▸ **PROBLEM TO SOLVE**: Pictures stay out of this copy; please retype only the lines from the start of the records through the line with "# body: indicate the sky".

▸ **MATERIAL FOR THIS TASK**:
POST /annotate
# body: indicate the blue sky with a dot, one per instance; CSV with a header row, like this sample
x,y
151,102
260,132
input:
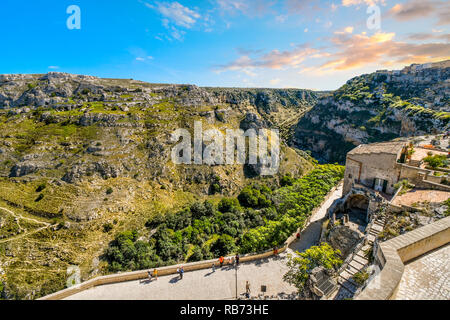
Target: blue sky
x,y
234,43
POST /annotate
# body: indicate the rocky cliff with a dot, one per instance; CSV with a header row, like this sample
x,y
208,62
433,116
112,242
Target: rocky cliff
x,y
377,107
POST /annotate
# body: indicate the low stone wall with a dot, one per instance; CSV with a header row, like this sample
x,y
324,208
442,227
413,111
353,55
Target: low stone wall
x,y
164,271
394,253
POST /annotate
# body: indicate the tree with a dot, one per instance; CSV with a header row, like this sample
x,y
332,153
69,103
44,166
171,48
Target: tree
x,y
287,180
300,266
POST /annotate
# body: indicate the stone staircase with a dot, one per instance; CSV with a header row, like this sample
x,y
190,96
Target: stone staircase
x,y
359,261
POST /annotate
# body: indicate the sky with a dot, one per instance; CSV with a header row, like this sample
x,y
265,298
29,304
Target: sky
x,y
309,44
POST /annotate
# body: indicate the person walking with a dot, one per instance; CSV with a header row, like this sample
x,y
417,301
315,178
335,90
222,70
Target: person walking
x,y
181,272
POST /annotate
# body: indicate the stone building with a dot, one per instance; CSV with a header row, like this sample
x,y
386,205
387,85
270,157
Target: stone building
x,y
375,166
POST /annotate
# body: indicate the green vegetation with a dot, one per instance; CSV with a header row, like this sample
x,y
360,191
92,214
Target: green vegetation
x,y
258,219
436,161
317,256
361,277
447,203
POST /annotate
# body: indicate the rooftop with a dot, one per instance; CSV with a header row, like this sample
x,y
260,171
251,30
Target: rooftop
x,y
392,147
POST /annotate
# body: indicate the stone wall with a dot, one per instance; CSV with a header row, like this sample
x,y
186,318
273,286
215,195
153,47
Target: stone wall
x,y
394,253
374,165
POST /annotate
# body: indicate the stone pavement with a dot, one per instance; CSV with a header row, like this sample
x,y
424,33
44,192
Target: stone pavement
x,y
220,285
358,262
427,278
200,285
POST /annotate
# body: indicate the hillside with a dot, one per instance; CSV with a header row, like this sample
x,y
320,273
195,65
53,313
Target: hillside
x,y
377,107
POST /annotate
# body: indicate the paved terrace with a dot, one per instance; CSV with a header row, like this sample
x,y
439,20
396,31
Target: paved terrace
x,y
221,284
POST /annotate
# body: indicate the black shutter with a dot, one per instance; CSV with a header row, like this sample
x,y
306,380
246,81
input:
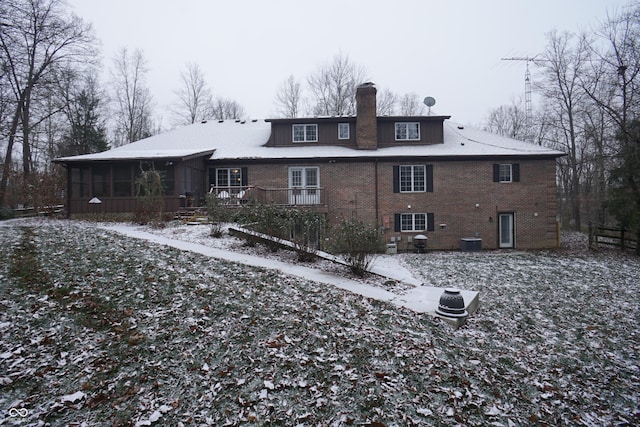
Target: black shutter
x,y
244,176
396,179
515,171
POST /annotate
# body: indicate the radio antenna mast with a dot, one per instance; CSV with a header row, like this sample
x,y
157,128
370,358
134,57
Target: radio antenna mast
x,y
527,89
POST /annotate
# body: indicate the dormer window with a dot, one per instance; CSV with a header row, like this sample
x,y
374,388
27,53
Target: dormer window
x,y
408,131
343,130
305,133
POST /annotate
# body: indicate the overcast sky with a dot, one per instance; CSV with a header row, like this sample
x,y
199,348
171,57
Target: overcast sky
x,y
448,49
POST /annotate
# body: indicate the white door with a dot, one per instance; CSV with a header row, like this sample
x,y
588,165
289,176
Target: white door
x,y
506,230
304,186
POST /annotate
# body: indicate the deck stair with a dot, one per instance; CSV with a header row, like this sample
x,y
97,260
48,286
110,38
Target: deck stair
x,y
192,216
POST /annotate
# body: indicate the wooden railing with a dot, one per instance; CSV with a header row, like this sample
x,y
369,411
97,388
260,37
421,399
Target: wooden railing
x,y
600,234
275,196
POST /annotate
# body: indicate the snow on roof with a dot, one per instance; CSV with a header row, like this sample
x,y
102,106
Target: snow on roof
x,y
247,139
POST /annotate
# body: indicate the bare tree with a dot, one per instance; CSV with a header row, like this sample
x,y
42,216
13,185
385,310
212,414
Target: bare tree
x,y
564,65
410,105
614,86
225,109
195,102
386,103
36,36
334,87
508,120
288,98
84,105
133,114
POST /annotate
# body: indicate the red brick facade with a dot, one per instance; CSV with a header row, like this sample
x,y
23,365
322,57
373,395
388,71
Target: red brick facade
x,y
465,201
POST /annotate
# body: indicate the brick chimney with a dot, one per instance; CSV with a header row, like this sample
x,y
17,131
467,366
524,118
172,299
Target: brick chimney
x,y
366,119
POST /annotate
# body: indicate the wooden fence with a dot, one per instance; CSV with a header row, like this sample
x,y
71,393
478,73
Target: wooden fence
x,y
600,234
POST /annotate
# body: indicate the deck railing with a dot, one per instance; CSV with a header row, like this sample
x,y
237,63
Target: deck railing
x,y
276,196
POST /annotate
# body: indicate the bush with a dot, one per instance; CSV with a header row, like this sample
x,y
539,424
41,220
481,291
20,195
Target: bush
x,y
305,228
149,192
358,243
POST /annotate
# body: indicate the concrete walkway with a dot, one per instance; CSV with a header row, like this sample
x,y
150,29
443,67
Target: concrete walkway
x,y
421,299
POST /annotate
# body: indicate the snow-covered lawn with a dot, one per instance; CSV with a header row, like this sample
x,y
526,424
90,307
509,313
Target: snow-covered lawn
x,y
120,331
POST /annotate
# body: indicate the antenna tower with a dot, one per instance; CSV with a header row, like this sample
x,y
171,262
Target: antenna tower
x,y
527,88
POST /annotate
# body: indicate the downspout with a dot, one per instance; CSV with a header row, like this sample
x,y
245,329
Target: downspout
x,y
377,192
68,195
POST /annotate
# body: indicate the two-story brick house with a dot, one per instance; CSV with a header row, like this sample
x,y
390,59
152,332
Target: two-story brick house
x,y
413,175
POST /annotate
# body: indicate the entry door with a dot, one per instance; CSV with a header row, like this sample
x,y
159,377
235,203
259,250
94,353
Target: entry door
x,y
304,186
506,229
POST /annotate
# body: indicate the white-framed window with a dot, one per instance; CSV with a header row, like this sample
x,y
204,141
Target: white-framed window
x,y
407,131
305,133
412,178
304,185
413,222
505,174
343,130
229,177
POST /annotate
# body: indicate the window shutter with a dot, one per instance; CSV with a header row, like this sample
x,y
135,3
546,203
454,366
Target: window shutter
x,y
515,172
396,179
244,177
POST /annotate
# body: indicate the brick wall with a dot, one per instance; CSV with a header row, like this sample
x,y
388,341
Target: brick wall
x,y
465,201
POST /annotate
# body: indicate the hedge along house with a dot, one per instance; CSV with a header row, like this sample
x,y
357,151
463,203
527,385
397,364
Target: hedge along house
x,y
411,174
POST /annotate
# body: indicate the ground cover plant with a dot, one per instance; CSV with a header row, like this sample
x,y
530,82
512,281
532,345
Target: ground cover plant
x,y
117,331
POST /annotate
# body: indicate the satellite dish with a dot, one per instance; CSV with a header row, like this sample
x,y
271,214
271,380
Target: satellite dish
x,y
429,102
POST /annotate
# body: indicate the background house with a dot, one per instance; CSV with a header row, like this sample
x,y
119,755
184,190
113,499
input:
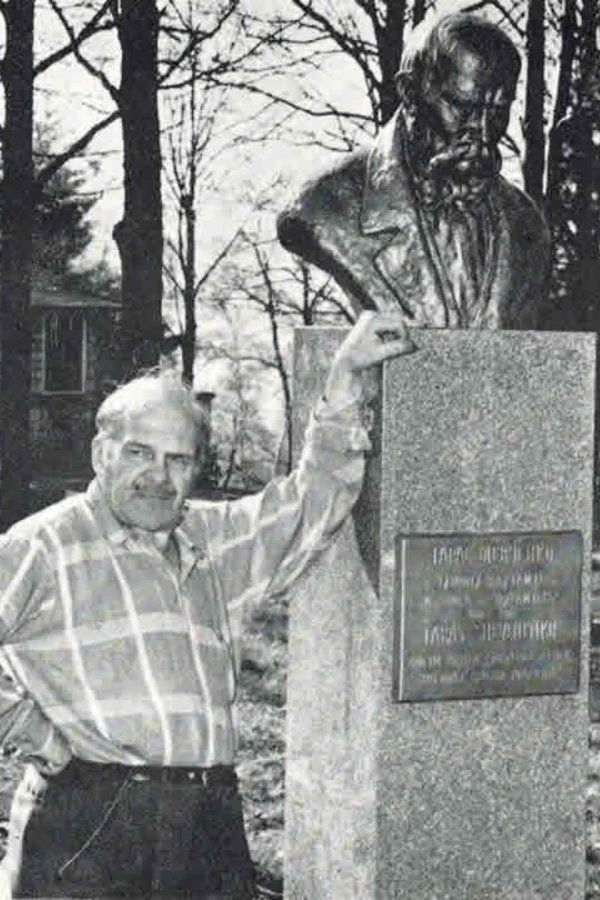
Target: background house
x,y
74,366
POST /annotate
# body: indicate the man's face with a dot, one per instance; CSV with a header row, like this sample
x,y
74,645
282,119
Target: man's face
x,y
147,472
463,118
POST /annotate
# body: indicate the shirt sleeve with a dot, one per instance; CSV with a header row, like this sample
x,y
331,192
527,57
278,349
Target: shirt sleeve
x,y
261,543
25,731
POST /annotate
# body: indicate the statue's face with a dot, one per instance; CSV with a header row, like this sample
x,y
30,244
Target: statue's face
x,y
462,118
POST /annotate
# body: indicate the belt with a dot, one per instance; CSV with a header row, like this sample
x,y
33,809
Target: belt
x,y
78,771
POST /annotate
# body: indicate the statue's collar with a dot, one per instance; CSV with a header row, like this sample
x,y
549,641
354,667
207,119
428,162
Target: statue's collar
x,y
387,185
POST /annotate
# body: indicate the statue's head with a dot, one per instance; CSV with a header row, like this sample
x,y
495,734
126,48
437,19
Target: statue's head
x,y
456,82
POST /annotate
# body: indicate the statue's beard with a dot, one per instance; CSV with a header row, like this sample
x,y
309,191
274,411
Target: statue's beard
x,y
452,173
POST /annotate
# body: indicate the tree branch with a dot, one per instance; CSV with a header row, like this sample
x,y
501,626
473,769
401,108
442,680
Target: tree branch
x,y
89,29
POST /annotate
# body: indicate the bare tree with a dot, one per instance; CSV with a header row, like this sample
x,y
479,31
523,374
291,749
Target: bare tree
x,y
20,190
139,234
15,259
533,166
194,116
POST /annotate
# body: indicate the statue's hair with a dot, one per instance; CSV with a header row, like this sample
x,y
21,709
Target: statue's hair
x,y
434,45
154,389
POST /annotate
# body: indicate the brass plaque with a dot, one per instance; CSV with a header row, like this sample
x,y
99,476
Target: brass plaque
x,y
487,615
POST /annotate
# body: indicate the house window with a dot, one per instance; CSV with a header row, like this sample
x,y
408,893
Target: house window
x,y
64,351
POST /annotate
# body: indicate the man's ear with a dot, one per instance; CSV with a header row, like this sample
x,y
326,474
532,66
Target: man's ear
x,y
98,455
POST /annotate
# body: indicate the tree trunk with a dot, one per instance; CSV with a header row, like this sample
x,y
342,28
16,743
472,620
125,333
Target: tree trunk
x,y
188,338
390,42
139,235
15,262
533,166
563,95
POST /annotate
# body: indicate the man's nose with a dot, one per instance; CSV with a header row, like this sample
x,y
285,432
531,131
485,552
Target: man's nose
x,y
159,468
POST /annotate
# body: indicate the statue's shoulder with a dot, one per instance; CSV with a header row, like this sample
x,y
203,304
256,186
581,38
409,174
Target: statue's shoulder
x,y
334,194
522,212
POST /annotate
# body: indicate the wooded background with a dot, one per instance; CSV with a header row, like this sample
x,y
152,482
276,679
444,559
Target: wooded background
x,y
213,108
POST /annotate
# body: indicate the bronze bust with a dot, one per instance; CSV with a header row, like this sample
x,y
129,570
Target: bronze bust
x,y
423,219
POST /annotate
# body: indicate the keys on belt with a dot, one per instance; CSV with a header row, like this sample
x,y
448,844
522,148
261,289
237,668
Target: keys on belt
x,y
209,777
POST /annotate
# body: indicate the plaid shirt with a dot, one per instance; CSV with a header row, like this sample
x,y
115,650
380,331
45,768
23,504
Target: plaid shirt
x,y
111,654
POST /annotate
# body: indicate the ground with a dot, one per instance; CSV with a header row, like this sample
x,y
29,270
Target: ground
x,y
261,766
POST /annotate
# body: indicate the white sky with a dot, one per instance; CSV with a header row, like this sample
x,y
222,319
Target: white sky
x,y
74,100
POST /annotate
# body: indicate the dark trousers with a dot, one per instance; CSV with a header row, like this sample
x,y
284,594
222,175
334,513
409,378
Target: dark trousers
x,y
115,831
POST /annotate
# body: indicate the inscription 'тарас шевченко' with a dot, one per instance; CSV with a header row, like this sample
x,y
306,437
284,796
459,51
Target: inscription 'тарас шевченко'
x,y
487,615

▸ **ANSWER FOR THIS EXERCISE**:
POST /annotate
# body: indicate the blue sky with a dot, one per instance; CSV with a header row, like this sample
x,y
151,102
260,132
input:
Target: blue sky
x,y
234,43
POST /annotate
# body: indicate the rocky cliff with a dot, one per instance; CSV with a header row, like this sample
x,y
208,62
433,116
112,242
Target: rocky cliff
x,y
377,107
POST /annotate
# body: indicate the low stone wall with a dot, one per instance; CSV with a header row, like this sample
x,y
324,208
442,227
413,111
353,55
Target: low stone wall
x,y
164,271
394,253
POST /annotate
# body: indicate the tree with a dot, one per instance; CSV with a header row, like this sample
x,y
332,153
69,103
44,166
171,48
Target: tree
x,y
287,180
300,266
POST /annotate
# body: indicate the stone staircase with a dot, one per instance; CSV with a header row, like this sample
x,y
190,96
Target: stone staircase
x,y
359,261
POST /annotate
# body: indicate the sky with a dot, one per instance; CSV with a header row, like this sample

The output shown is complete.